_TASK DIRECTIONS_
Print out the full listing, exactly.

_AVAILABLE DATA_
# # # # # # #
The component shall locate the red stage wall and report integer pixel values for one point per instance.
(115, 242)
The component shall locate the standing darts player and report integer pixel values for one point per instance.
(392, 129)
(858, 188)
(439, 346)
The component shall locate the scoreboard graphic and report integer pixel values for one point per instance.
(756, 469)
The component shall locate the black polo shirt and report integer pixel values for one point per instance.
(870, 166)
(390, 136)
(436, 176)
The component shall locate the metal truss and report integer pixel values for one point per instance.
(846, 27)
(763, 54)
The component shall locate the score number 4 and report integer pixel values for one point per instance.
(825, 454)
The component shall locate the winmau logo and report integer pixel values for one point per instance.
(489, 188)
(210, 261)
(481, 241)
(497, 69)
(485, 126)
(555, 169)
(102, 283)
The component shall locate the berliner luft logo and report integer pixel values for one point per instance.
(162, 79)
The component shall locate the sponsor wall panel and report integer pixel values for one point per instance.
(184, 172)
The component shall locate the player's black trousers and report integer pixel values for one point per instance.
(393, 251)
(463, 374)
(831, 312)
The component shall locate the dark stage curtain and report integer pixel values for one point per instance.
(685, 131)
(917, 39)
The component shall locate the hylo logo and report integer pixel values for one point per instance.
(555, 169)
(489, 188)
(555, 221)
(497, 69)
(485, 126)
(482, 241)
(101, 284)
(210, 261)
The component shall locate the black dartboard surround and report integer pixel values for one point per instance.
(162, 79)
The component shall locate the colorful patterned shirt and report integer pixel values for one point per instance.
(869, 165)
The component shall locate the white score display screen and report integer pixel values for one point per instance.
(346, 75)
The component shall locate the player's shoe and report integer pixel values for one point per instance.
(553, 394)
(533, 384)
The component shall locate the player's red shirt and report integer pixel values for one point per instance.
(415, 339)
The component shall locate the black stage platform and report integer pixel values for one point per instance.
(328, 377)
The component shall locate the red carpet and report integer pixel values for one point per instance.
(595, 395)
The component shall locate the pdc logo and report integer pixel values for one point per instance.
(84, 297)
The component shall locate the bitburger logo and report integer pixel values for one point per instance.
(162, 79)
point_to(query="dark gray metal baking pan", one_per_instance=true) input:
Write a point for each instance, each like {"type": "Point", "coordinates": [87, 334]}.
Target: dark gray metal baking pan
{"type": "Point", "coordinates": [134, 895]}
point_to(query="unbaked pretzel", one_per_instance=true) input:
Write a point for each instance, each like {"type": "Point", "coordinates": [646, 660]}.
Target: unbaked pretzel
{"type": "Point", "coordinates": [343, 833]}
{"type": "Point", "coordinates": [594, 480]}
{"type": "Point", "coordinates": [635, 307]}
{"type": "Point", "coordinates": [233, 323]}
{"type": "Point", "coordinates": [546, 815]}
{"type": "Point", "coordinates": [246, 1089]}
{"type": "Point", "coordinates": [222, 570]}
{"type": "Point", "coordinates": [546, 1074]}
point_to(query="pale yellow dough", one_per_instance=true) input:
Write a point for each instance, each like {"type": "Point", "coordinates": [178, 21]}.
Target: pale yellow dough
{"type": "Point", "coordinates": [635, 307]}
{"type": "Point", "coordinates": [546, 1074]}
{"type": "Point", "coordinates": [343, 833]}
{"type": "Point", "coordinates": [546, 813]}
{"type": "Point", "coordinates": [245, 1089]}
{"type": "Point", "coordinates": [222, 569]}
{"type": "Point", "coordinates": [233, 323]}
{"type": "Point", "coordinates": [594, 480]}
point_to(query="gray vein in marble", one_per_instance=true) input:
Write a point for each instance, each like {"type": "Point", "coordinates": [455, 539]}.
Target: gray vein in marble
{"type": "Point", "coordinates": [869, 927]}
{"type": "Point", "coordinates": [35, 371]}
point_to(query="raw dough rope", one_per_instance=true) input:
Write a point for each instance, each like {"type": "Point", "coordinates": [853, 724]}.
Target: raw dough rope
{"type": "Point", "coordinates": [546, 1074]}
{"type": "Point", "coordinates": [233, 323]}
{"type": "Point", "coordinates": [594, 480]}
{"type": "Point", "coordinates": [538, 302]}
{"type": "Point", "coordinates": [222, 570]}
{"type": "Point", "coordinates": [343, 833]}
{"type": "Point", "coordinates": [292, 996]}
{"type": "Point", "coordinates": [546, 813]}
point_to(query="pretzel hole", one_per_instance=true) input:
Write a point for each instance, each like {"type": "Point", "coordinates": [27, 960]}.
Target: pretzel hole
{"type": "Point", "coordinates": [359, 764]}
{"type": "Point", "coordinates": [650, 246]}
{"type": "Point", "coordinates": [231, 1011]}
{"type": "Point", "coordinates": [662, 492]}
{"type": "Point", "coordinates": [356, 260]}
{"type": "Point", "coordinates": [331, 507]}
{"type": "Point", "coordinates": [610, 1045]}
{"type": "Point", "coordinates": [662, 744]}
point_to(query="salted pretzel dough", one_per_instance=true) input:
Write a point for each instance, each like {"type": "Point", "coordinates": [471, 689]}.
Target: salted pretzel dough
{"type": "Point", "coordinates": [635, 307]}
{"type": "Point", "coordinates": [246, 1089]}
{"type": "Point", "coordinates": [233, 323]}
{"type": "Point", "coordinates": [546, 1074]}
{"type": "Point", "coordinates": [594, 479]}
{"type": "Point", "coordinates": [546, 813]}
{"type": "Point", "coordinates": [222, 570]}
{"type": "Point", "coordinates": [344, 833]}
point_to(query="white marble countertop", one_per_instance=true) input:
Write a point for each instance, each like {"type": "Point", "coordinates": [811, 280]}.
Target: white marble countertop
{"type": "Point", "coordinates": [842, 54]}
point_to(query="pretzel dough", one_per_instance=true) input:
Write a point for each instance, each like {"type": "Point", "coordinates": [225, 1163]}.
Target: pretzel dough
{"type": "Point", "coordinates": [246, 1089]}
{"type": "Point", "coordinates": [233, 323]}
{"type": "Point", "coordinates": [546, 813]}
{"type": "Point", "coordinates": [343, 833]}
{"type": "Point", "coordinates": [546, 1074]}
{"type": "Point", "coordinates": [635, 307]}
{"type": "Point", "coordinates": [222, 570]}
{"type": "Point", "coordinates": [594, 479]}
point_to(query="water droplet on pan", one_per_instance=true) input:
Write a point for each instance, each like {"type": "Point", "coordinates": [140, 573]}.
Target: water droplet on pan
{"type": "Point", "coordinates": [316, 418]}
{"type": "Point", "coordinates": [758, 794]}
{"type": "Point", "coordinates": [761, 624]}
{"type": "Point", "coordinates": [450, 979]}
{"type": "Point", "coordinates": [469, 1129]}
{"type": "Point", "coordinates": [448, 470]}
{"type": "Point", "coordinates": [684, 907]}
# # # # # # #
_SOLUTION TO THIS TASK_
The component shall locate the red stage wall and report integer pixel values for one point per instance.
(115, 242)
The component shall locate the standing darts player and report integer pixel values for one point per instance.
(392, 129)
(858, 188)
(439, 346)
The component shall locate the scoreboard graphic and report integer pixel values for one point per instance.
(756, 469)
The component shall locate the black polo shirt and report integer pixel values for one point per instance.
(870, 166)
(390, 136)
(436, 176)
The component shall locate the metal truss and report integer pixel values for one point per instance.
(846, 27)
(763, 54)
The component shall locate the score number 4 and report integer pixel values for one point per instance.
(825, 454)
The component shall locate the winmau logo and report integer pixel values for one point per instance.
(489, 188)
(210, 261)
(481, 241)
(497, 69)
(485, 126)
(555, 169)
(102, 283)
The component shall locate the berliner luft logo and report integer pixel values for one point per instance.
(162, 79)
The component shall locate the sponsor wall panel and report integer pixel values for one point per instance.
(184, 172)
The component shall locate the player's black trousers and report integer pixel values for one point per instance.
(393, 251)
(463, 374)
(831, 312)
The component shall locate the dark stage curtain and report integer pixel values for one point per instance.
(685, 131)
(917, 39)
The component shall locate the hylo logo and report integer pixel values for one point per instance.
(555, 169)
(489, 188)
(555, 221)
(497, 69)
(485, 126)
(482, 241)
(101, 284)
(210, 261)
The component shall locate the black dartboard surround and report integer pixel values for one point per instance.
(162, 79)
The component shall locate the colorful patterned shirt and report integer pixel values for one point per instance.
(869, 165)
The component shall locate the white score display screen and report integer pixel values for one point per instance.
(346, 75)
The component shall locate the player's shoe and report integer pixel values for one point per instance.
(553, 394)
(533, 384)
The component shall locate the player's red shirt and report integer pixel values for one point per instance.
(415, 339)
The component shall locate the black stage platform and report integer pixel values for one point per instance.
(328, 377)
The component shall locate the red carpet and report integer pixel values for one point per instance.
(595, 395)
The component shall locate the pdc logo and report integer pixel values for one point per instance.
(84, 297)
The component shall locate the bitburger logo and report integer pixel values for one point per instance.
(162, 79)
point_to(query="dark gray metal baking pan", one_per_instance=true) input:
Write a point for each instance, each like {"type": "Point", "coordinates": [87, 334]}.
Target: dark gray metal baking pan
{"type": "Point", "coordinates": [134, 895]}
point_to(query="unbaked pretzel", one_per_instance=true) input:
Write a point for each instance, each like {"type": "Point", "coordinates": [646, 660]}.
Target: unbaked pretzel
{"type": "Point", "coordinates": [343, 833]}
{"type": "Point", "coordinates": [594, 480]}
{"type": "Point", "coordinates": [635, 307]}
{"type": "Point", "coordinates": [233, 323]}
{"type": "Point", "coordinates": [546, 815]}
{"type": "Point", "coordinates": [246, 1089]}
{"type": "Point", "coordinates": [222, 570]}
{"type": "Point", "coordinates": [546, 1074]}
point_to(query="pale yellow dough", one_per_instance=true) input:
Write a point for each instance, each like {"type": "Point", "coordinates": [178, 21]}.
Target: pale yellow dough
{"type": "Point", "coordinates": [635, 307]}
{"type": "Point", "coordinates": [546, 1074]}
{"type": "Point", "coordinates": [343, 833]}
{"type": "Point", "coordinates": [546, 813]}
{"type": "Point", "coordinates": [245, 1089]}
{"type": "Point", "coordinates": [222, 569]}
{"type": "Point", "coordinates": [233, 323]}
{"type": "Point", "coordinates": [594, 480]}
point_to(query="gray vein in marble", one_per_instance=true) input:
Write a point for each instance, each like {"type": "Point", "coordinates": [455, 539]}.
Target: gray vein in marble
{"type": "Point", "coordinates": [869, 927]}
{"type": "Point", "coordinates": [35, 371]}
point_to(query="raw dough rope", one_per_instance=true) input:
Write a point for each instance, each like {"type": "Point", "coordinates": [853, 724]}.
Target: raw dough rope
{"type": "Point", "coordinates": [546, 1074]}
{"type": "Point", "coordinates": [233, 323]}
{"type": "Point", "coordinates": [594, 480]}
{"type": "Point", "coordinates": [538, 302]}
{"type": "Point", "coordinates": [222, 570]}
{"type": "Point", "coordinates": [343, 833]}
{"type": "Point", "coordinates": [292, 996]}
{"type": "Point", "coordinates": [546, 813]}
point_to(query="pretzel hole", one_per_instance=true) input:
Write a point for each instance, each like {"type": "Point", "coordinates": [27, 960]}.
Target: pretzel hole
{"type": "Point", "coordinates": [359, 764]}
{"type": "Point", "coordinates": [650, 246]}
{"type": "Point", "coordinates": [231, 1011]}
{"type": "Point", "coordinates": [662, 492]}
{"type": "Point", "coordinates": [356, 260]}
{"type": "Point", "coordinates": [331, 507]}
{"type": "Point", "coordinates": [610, 1045]}
{"type": "Point", "coordinates": [662, 744]}
point_to(query="salted pretzel dough", one_per_instance=true) input:
Write a point for each instance, each like {"type": "Point", "coordinates": [471, 689]}.
Target: salted pretzel dough
{"type": "Point", "coordinates": [635, 307]}
{"type": "Point", "coordinates": [246, 1089]}
{"type": "Point", "coordinates": [233, 323]}
{"type": "Point", "coordinates": [546, 1074]}
{"type": "Point", "coordinates": [594, 479]}
{"type": "Point", "coordinates": [546, 813]}
{"type": "Point", "coordinates": [222, 570]}
{"type": "Point", "coordinates": [344, 833]}
point_to(query="white marble countertop", one_per_instance=true) input:
Write a point for each instance, each like {"type": "Point", "coordinates": [811, 280]}.
Target: white marble countertop
{"type": "Point", "coordinates": [842, 54]}
point_to(query="pretzel dough", one_per_instance=true) input:
Write a point for each instance, each like {"type": "Point", "coordinates": [225, 1163]}.
Target: pretzel dough
{"type": "Point", "coordinates": [246, 1089]}
{"type": "Point", "coordinates": [233, 323]}
{"type": "Point", "coordinates": [546, 813]}
{"type": "Point", "coordinates": [343, 833]}
{"type": "Point", "coordinates": [546, 1074]}
{"type": "Point", "coordinates": [635, 307]}
{"type": "Point", "coordinates": [222, 570]}
{"type": "Point", "coordinates": [594, 479]}
point_to(query="water droplet on pan", one_per_instance=true) input:
Write a point for each instance, each like {"type": "Point", "coordinates": [140, 573]}.
Target: water droplet on pan
{"type": "Point", "coordinates": [316, 418]}
{"type": "Point", "coordinates": [758, 794]}
{"type": "Point", "coordinates": [761, 624]}
{"type": "Point", "coordinates": [450, 979]}
{"type": "Point", "coordinates": [469, 1129]}
{"type": "Point", "coordinates": [448, 470]}
{"type": "Point", "coordinates": [684, 907]}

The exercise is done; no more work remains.